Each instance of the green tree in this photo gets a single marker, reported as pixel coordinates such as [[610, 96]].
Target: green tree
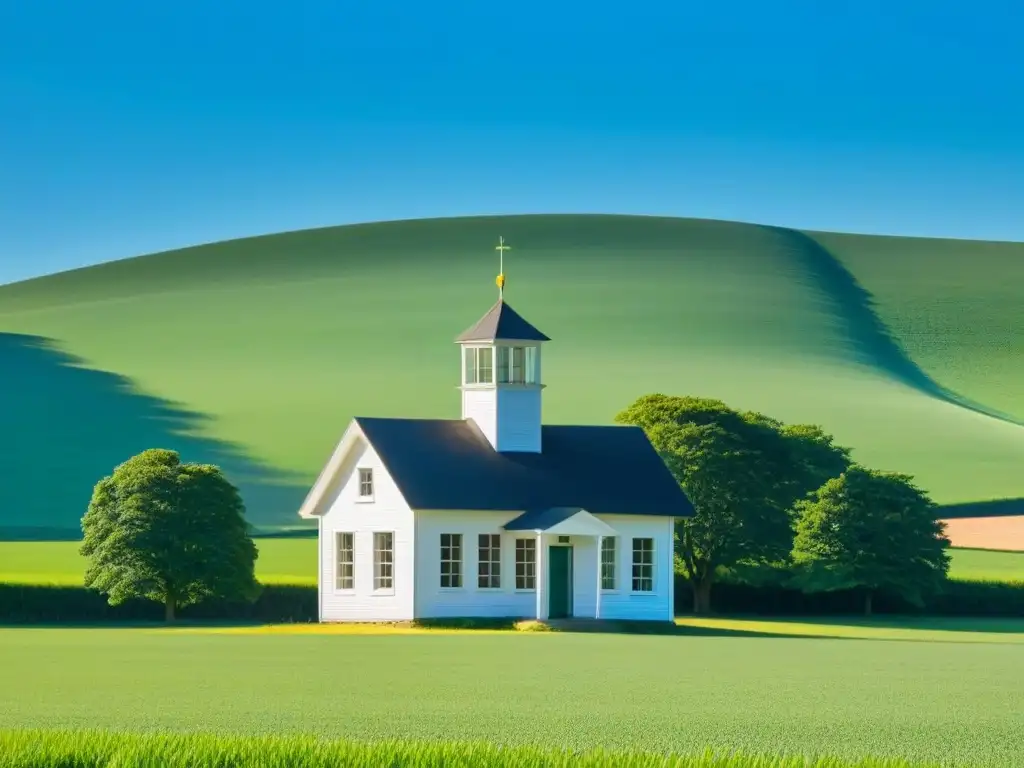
[[742, 471], [873, 530], [169, 531]]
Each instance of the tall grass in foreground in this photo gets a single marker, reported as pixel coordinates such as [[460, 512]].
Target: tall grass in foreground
[[42, 749]]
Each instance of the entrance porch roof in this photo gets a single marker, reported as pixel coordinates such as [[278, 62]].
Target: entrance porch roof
[[560, 520]]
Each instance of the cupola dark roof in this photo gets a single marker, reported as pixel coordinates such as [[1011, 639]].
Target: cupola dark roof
[[502, 322]]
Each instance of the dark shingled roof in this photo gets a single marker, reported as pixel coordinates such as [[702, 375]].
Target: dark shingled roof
[[502, 322], [450, 464], [541, 519]]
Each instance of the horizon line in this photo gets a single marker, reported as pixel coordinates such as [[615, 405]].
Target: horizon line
[[406, 219]]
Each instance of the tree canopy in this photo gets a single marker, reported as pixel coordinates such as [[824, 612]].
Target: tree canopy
[[166, 530], [873, 530], [743, 472]]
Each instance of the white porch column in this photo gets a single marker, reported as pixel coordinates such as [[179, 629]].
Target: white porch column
[[542, 607]]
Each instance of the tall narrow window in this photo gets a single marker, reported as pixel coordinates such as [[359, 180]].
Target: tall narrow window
[[345, 574], [525, 563], [479, 365], [608, 562], [451, 560], [383, 561], [489, 576], [366, 483], [517, 374], [643, 564], [484, 365], [502, 369], [531, 359]]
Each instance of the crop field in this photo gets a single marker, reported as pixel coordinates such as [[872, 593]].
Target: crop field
[[244, 353], [294, 561], [962, 702]]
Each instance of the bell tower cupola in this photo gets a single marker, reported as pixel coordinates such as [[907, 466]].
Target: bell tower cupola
[[501, 375]]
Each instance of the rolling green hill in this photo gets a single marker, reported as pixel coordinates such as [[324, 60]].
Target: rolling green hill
[[254, 353]]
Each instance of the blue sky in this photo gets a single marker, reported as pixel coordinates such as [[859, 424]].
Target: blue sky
[[129, 127]]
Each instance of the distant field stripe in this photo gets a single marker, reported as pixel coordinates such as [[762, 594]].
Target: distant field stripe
[[1005, 532]]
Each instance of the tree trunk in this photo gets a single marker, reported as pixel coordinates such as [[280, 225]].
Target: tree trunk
[[169, 608], [701, 595]]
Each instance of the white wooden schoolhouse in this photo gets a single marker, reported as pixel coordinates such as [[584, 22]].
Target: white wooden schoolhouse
[[495, 514]]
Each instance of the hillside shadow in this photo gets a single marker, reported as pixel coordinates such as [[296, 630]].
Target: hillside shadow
[[64, 426], [988, 508], [868, 337]]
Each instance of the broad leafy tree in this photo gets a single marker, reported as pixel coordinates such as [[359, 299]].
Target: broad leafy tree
[[166, 530], [872, 530], [742, 471]]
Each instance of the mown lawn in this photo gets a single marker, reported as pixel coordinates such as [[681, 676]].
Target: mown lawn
[[294, 561], [924, 699]]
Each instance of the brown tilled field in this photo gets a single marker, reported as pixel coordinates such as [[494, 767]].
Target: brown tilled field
[[987, 532]]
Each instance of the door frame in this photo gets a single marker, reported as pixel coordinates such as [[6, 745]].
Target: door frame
[[569, 580]]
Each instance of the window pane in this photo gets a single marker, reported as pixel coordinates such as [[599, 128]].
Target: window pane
[[488, 550], [518, 361], [345, 572], [503, 365], [643, 565], [608, 563], [383, 561], [484, 366], [451, 560]]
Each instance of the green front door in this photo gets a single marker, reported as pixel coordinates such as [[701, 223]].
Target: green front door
[[559, 582]]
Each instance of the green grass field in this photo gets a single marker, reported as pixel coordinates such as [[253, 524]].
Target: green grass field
[[254, 353], [47, 749], [294, 561], [926, 699]]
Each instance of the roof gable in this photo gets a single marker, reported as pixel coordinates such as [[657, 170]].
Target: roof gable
[[450, 464], [502, 322]]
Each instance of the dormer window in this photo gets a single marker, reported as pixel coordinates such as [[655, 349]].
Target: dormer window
[[366, 483], [479, 366], [516, 365]]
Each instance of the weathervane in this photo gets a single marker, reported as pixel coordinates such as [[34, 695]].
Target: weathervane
[[501, 248]]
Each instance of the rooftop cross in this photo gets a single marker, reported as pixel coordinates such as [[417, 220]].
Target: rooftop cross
[[501, 248]]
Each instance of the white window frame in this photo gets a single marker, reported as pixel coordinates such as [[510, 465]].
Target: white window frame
[[379, 564], [474, 352], [338, 563], [510, 358], [455, 544], [635, 564], [493, 563], [364, 476], [529, 566], [613, 563]]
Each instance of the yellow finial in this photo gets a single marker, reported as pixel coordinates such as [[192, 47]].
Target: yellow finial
[[500, 281]]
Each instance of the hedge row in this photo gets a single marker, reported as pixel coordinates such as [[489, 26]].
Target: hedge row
[[287, 604]]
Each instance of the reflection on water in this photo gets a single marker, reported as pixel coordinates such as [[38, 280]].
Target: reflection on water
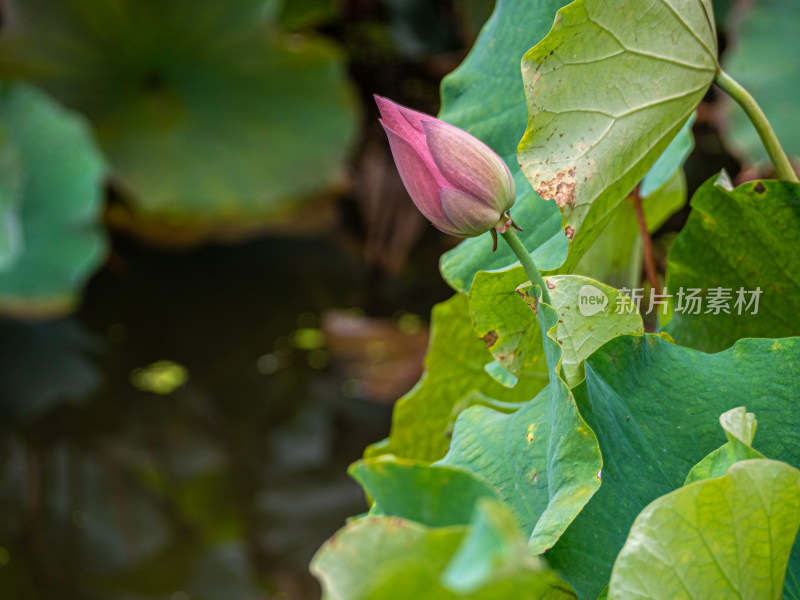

• _WHAT YOU ARE ASKED TO DO_:
Rewrite the records from the line with "Each instance of the white window" up to and including the last line of the records, requests included, scaling every coordinate in the answers by 1.55 and rounding to whole numbers, with halves rounded up. Keep the sample coordinates in the requests unchanged, and leave the pictures out.

• _CORRECT RESULT_:
Each instance of the white window frame in this photo gets a single marker, reported as pixel coordinates such as [[510, 465]].
Target: white window frame
[[587, 874], [735, 546], [524, 873], [791, 555], [705, 843], [984, 874], [764, 873], [564, 738], [820, 877], [950, 873]]
Each instance of the yellow finial in this photo gets a single marker, reported as pixel coordinates such as [[192, 47]].
Target: yellow finial
[[775, 436]]
Each instance of the hedge row in this photo gets a single marker, reported as pixel coordinates such as [[489, 26]].
Target: hedge row
[[445, 936]]
Each instance of the reflection on water in this photo gets a single marker, reported as pixel coordinates such as [[38, 280]].
Target: reflection on water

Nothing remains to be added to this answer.